◆ DIRECTIONS FOR THIS TASK
Reproduce the material verbatim, everything from the line containing "the turtle rear" down to the line containing "point(226, 66)", both of those lines included.

◆ ENTRIES
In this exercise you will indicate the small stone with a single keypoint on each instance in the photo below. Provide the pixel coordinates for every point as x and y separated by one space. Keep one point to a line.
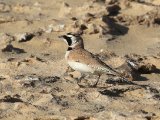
24 37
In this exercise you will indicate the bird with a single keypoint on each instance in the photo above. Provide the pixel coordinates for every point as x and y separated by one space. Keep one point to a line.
80 59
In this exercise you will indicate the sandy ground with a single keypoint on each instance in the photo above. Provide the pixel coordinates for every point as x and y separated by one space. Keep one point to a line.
35 83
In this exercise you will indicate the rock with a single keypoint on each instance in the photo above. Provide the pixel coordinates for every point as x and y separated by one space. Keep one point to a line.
11 48
24 37
92 28
55 28
110 1
113 9
4 7
146 68
65 10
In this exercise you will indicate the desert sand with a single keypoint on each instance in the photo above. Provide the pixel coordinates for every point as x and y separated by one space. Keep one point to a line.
35 81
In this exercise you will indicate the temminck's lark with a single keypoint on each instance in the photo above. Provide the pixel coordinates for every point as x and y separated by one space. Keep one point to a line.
82 60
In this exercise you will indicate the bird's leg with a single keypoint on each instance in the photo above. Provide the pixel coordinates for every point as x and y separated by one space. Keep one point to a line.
79 80
95 85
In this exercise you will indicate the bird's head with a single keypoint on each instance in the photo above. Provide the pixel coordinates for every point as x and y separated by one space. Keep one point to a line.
73 40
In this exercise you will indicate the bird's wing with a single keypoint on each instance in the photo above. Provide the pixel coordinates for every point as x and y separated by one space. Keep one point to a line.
83 56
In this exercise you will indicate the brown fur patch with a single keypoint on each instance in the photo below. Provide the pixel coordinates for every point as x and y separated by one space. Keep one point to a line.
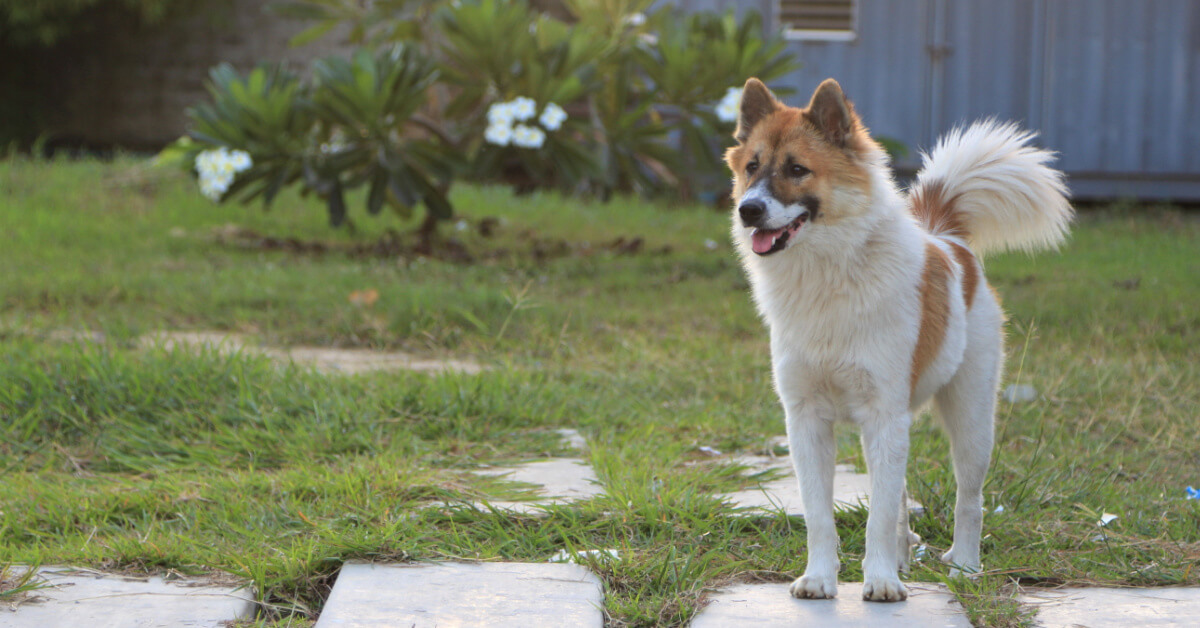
786 136
970 271
936 211
935 311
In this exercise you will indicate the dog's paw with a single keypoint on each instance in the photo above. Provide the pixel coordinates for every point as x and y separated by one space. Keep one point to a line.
815 587
885 590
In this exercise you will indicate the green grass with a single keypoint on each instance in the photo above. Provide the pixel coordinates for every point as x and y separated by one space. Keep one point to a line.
141 459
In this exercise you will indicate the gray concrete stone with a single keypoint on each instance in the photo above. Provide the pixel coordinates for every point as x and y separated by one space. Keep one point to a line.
558 480
450 594
1103 608
83 598
772 605
321 358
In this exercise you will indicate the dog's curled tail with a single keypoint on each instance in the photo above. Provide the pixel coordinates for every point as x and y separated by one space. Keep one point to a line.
988 185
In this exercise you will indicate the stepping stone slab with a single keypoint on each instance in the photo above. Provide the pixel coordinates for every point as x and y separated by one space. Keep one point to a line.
784 492
1102 606
321 358
449 594
559 480
91 599
772 605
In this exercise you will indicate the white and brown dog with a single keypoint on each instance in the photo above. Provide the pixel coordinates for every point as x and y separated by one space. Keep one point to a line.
876 303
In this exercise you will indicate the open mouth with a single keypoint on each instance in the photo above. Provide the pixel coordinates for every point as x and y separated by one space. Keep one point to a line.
766 241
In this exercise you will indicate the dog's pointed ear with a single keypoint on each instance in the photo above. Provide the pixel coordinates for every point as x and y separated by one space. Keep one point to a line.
832 113
757 102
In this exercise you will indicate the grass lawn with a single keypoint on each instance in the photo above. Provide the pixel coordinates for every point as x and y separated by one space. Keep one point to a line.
144 460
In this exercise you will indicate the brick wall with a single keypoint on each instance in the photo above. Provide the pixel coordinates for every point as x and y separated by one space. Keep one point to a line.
123 84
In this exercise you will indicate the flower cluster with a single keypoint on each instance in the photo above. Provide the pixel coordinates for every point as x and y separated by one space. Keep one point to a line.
505 123
727 109
217 169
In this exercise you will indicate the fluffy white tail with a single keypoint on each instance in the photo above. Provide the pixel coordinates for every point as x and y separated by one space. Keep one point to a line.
987 185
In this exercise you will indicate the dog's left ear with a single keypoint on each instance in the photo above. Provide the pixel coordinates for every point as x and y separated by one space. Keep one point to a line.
832 113
757 102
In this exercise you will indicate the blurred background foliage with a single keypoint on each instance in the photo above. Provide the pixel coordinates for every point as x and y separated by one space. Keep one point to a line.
407 114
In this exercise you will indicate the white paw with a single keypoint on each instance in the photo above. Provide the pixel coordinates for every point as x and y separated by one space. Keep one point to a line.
815 587
885 590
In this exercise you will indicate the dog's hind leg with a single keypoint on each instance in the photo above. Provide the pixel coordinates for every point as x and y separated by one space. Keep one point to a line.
905 537
813 448
967 406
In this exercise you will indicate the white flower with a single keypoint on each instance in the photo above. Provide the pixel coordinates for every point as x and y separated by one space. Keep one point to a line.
523 108
727 109
528 137
552 117
498 133
217 169
499 113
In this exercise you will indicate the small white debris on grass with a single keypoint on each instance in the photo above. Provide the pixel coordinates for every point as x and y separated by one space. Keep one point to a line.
563 556
1020 393
573 438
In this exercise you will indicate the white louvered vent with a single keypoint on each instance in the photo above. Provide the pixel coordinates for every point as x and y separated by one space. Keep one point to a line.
817 19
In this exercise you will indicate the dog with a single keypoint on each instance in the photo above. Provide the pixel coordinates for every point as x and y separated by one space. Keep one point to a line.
876 304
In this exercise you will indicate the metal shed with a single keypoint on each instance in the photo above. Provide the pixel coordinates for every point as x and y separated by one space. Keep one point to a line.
1113 85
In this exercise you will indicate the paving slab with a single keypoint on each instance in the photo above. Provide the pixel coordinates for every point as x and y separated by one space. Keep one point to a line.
784 492
324 359
1103 606
84 598
771 605
558 480
453 594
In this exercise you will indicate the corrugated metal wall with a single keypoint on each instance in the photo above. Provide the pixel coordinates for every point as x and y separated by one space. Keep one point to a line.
1113 85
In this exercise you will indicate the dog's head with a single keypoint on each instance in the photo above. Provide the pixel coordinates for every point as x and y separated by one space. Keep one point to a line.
797 171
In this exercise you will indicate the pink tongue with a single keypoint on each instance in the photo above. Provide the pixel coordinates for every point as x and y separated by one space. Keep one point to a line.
761 240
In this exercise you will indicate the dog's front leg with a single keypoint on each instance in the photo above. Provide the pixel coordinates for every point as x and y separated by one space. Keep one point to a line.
886 448
811 443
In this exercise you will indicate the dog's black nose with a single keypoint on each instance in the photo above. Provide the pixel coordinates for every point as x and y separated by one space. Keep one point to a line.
751 211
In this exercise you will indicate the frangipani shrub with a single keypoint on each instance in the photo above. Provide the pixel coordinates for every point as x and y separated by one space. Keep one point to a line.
515 75
609 96
351 125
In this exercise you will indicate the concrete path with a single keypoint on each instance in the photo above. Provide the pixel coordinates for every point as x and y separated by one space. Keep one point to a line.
323 359
84 598
772 605
1116 608
451 594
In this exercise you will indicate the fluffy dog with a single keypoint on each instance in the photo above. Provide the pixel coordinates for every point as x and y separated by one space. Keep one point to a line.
877 304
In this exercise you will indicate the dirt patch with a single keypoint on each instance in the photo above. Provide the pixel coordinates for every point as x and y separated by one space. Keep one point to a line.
394 244
323 359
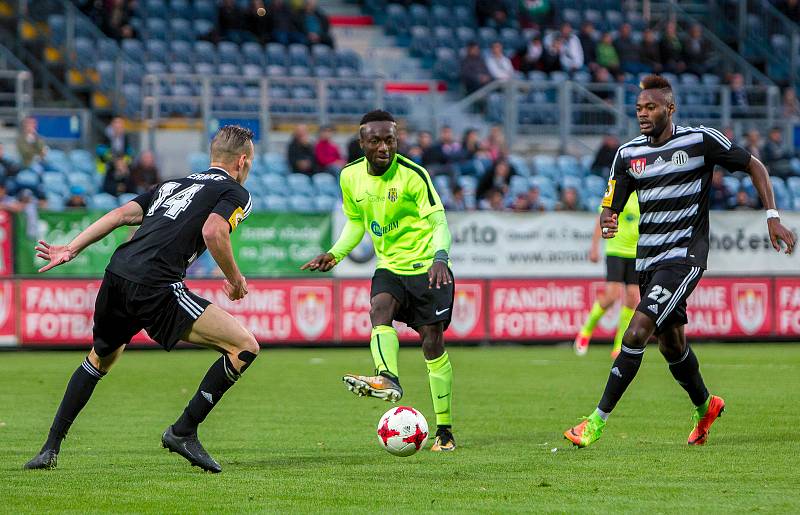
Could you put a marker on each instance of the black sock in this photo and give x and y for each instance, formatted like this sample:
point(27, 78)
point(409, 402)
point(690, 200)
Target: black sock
point(79, 389)
point(622, 373)
point(219, 378)
point(687, 372)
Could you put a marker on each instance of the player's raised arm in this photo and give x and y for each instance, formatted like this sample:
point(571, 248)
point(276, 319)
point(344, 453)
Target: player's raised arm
point(129, 214)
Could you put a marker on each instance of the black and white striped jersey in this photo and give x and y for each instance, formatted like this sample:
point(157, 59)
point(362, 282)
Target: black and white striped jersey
point(171, 235)
point(673, 182)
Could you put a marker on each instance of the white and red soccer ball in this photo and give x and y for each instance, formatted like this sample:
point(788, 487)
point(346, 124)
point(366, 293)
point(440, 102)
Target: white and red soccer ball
point(402, 431)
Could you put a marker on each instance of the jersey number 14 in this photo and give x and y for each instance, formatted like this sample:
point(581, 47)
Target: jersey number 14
point(175, 203)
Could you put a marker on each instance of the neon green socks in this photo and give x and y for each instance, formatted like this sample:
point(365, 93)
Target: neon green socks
point(385, 347)
point(625, 315)
point(440, 376)
point(594, 317)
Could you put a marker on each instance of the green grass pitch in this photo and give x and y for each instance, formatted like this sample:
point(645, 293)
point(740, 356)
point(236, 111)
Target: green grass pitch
point(290, 438)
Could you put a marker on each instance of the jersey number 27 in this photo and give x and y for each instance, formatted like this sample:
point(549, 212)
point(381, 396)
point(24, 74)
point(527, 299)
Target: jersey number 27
point(175, 203)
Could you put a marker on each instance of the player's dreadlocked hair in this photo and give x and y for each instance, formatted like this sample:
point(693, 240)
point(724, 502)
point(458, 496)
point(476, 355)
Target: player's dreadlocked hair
point(658, 82)
point(378, 115)
point(230, 142)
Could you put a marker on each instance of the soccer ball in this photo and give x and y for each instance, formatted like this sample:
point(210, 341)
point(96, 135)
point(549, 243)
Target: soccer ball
point(402, 431)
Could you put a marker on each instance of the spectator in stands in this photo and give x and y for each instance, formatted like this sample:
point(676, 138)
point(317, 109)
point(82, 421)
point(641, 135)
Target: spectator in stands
point(496, 143)
point(672, 49)
point(456, 202)
point(30, 146)
point(498, 178)
point(791, 106)
point(790, 9)
point(230, 19)
point(491, 13)
point(283, 24)
point(650, 52)
point(117, 177)
point(697, 51)
point(569, 200)
point(588, 44)
point(300, 154)
point(739, 93)
point(604, 157)
point(776, 155)
point(314, 24)
point(77, 198)
point(628, 50)
point(474, 73)
point(326, 153)
point(144, 174)
point(494, 201)
point(753, 144)
point(7, 167)
point(535, 13)
point(720, 195)
point(499, 66)
point(607, 55)
point(570, 53)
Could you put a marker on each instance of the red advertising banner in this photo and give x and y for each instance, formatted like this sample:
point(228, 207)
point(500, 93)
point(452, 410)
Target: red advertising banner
point(468, 322)
point(787, 302)
point(8, 313)
point(730, 308)
point(6, 244)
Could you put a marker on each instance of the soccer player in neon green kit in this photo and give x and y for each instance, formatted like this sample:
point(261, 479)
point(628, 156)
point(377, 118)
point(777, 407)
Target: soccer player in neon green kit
point(390, 196)
point(622, 280)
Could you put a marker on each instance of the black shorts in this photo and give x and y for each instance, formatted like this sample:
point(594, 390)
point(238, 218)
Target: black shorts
point(123, 308)
point(664, 290)
point(621, 270)
point(419, 304)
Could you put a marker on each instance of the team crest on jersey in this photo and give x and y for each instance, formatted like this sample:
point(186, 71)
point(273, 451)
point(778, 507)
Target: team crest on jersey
point(680, 158)
point(638, 165)
point(311, 310)
point(466, 307)
point(750, 306)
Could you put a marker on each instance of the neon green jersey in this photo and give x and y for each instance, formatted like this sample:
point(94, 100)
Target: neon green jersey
point(393, 208)
point(624, 243)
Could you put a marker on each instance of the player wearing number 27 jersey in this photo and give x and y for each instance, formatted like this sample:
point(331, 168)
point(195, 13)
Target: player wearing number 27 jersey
point(143, 289)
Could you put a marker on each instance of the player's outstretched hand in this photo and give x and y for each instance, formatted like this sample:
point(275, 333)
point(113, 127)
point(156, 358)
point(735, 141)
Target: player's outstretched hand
point(608, 223)
point(55, 254)
point(779, 233)
point(236, 290)
point(321, 263)
point(438, 275)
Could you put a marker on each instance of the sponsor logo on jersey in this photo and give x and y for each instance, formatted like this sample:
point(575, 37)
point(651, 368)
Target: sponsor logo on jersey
point(236, 218)
point(638, 165)
point(750, 302)
point(379, 230)
point(680, 158)
point(311, 307)
point(609, 195)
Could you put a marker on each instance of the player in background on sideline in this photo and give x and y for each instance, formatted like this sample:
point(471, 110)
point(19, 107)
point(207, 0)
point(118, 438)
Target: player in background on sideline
point(670, 169)
point(143, 289)
point(622, 280)
point(393, 198)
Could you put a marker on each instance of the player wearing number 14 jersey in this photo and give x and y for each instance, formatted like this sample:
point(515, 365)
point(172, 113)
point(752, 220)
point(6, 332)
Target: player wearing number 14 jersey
point(143, 289)
point(670, 168)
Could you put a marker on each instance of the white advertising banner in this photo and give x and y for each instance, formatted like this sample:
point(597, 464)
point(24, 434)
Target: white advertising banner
point(491, 244)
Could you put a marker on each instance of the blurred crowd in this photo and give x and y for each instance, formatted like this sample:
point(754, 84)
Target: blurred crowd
point(278, 21)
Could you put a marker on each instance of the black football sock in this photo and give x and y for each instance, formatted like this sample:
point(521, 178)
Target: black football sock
point(219, 378)
point(79, 389)
point(622, 373)
point(686, 372)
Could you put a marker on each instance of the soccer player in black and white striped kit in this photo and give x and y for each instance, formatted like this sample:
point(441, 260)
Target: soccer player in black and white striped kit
point(670, 169)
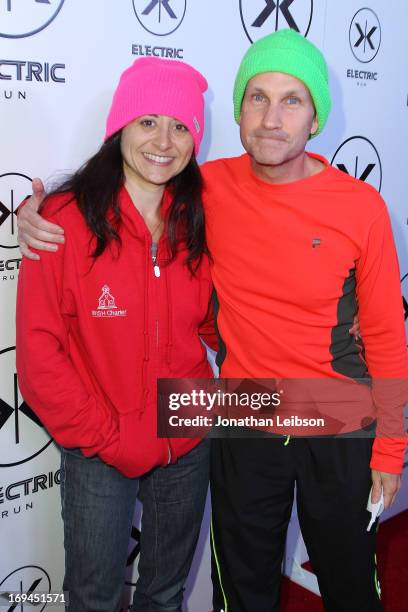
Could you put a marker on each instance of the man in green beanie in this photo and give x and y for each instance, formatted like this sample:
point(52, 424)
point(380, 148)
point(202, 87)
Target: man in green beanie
point(295, 244)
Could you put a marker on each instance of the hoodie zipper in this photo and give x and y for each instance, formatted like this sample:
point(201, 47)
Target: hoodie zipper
point(156, 270)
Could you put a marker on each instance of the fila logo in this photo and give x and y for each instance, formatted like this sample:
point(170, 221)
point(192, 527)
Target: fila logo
point(261, 17)
point(106, 305)
point(358, 157)
point(365, 35)
point(160, 17)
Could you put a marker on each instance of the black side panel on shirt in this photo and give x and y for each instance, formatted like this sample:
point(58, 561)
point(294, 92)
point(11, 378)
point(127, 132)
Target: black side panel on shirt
point(348, 354)
point(222, 351)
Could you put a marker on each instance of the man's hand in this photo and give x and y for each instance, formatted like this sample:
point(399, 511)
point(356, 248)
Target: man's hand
point(33, 231)
point(389, 482)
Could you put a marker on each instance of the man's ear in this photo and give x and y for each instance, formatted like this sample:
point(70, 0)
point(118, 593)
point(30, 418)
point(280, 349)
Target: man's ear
point(315, 125)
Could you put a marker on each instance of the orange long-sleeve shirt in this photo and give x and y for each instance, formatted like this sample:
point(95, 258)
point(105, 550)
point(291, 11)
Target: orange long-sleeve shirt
point(290, 264)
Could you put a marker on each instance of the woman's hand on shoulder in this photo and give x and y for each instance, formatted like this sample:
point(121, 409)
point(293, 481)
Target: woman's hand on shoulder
point(33, 230)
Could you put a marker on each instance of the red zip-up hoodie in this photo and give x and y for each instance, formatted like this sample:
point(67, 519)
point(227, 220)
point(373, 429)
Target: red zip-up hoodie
point(93, 337)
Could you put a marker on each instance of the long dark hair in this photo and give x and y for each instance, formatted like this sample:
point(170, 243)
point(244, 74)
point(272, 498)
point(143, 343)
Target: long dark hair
point(96, 185)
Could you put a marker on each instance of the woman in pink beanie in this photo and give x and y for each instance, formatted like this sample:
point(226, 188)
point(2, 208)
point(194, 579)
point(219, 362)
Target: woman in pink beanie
point(123, 302)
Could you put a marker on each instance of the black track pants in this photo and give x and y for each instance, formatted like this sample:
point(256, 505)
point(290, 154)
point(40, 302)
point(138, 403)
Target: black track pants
point(252, 486)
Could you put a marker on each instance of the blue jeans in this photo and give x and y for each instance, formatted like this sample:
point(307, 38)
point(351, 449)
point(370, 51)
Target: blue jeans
point(97, 509)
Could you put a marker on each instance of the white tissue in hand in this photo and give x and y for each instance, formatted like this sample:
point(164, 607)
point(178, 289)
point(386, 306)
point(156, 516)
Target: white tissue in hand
point(375, 509)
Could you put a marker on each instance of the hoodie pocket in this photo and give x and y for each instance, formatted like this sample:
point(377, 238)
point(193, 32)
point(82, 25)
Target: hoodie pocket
point(139, 450)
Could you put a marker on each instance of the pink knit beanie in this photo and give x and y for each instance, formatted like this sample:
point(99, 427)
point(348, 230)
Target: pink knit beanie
point(153, 86)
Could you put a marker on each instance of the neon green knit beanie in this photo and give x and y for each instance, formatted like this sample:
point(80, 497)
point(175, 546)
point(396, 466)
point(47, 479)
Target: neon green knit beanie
point(289, 52)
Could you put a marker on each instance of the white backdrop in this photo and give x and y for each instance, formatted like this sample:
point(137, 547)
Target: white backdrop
point(59, 63)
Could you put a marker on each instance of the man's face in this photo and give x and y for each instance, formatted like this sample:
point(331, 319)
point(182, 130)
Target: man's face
point(277, 117)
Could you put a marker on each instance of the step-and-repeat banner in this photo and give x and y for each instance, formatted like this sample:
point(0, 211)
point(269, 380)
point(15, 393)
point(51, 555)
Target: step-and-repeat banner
point(59, 64)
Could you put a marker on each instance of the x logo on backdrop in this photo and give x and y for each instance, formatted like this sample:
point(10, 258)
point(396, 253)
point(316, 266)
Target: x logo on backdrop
point(160, 17)
point(22, 436)
point(365, 35)
point(358, 157)
point(261, 17)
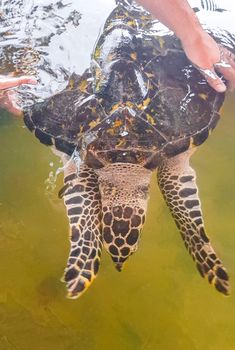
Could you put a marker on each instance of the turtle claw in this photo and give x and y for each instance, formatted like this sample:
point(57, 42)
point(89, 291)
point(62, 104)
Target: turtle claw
point(119, 267)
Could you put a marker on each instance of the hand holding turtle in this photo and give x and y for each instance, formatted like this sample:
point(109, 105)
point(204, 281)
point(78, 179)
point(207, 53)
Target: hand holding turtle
point(199, 46)
point(209, 58)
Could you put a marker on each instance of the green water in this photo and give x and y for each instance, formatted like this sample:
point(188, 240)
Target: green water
point(159, 301)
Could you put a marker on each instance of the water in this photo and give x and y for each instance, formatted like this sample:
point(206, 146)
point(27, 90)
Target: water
point(159, 301)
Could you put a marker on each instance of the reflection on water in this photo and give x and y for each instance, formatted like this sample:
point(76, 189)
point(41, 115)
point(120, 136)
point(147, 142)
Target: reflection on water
point(158, 301)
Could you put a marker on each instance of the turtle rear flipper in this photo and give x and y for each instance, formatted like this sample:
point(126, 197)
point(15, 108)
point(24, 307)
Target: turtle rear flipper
point(177, 181)
point(82, 200)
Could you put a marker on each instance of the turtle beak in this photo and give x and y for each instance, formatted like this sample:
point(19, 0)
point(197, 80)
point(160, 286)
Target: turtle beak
point(124, 191)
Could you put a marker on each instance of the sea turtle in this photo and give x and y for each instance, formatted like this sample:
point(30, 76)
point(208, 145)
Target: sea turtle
point(140, 106)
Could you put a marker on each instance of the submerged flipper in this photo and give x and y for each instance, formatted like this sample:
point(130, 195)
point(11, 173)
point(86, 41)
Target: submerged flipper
point(177, 181)
point(82, 199)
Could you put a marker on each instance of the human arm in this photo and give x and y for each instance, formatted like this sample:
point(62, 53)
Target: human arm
point(199, 46)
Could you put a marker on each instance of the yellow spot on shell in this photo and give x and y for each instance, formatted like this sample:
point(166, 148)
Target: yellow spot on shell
point(111, 57)
point(93, 123)
point(71, 84)
point(203, 96)
point(116, 106)
point(161, 42)
point(83, 85)
point(191, 144)
point(117, 123)
point(133, 55)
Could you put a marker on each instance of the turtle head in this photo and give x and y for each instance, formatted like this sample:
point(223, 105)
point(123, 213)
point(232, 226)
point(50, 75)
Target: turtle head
point(124, 191)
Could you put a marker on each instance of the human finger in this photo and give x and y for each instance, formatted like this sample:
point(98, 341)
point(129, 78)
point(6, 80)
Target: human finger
point(213, 79)
point(226, 66)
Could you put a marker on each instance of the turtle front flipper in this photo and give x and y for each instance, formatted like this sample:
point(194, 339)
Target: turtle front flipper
point(82, 199)
point(177, 181)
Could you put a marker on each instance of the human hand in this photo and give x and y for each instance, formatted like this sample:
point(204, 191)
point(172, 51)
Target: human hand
point(209, 57)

◆ RESPONSE TO THIS EXERCISE
Could you put a marker on each instance of the turtle rear flipper in this photo and give x and y for each instance, formatted like this sample:
point(126, 197)
point(15, 108)
point(24, 307)
Target: turtle rear flipper
point(177, 181)
point(82, 200)
Could you put a marker on each instance of the turtle beak in this photo and give x and y for each instance, formatted like this sample:
point(19, 0)
point(197, 80)
point(160, 286)
Target: turtle beak
point(124, 191)
Could you put a marker on each instance of the sea turtle in this photo and give x and y for each instance, formatted like this sample:
point(30, 76)
point(208, 145)
Target: sea turtle
point(140, 106)
Could you put a marker on each instance of the submerged flipper in this photo and give x and y for each instance, formatted like this sample:
point(130, 195)
point(11, 173)
point(86, 41)
Target: submerged flipper
point(177, 181)
point(82, 199)
Could you put a marker on each instance of the human arm in this photo and give x and y for each instance, formatted like this sample:
point(62, 53)
Target: human arm
point(199, 46)
Could you put a marker on each instance of the yellow spot on shell in this photo and give x and y for each instance, formatted like this sample:
point(166, 148)
Target: yellow spot on shell
point(111, 57)
point(93, 123)
point(71, 84)
point(203, 96)
point(116, 106)
point(161, 42)
point(83, 85)
point(191, 144)
point(117, 123)
point(133, 55)
Could you put a marker on each instance of the turtle head in this photo and give x and y for each instance, formatted like this sample:
point(223, 105)
point(123, 213)
point(232, 226)
point(50, 75)
Target: turtle head
point(124, 191)
Could you put a marker on each instance of the human finger in this photo and give x and y for each instance, formatted like this sample:
point(98, 341)
point(129, 78)
point(6, 80)
Target: human finger
point(213, 79)
point(226, 66)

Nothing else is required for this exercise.